Reproduce the closing part of the entries exactly: the line with "of the hand" and all lines after it, ending with the last line, and nothing else.

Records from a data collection
## Begin

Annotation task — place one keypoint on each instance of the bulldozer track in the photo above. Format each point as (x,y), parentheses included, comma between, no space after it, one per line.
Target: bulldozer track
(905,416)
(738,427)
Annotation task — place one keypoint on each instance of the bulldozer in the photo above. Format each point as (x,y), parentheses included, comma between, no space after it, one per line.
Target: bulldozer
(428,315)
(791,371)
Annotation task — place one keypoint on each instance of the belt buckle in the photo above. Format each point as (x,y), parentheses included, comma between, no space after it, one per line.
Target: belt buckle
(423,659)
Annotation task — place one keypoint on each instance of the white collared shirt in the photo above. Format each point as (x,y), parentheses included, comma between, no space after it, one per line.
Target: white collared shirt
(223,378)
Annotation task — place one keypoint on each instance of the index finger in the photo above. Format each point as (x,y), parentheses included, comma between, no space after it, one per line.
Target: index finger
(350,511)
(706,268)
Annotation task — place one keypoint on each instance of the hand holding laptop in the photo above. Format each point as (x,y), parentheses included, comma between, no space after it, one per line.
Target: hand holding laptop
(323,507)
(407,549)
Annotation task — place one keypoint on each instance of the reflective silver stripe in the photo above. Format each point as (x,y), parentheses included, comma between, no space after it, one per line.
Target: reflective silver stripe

## End

§ Written solution:
Annotation task — place one keypoint on each instance of the hand holding laptop in the photo above. Format each point as (x,y), parentheses included, comma between, no space after it, one per line.
Target: hand holding laptop
(323,507)
(407,549)
Annotation task — place one keypoint on each instance of the reflective silver stripe in the photo above. Format each point as (x,y), parentheses included, comma between, no space after it, one per line.
Target: reflective silver stripe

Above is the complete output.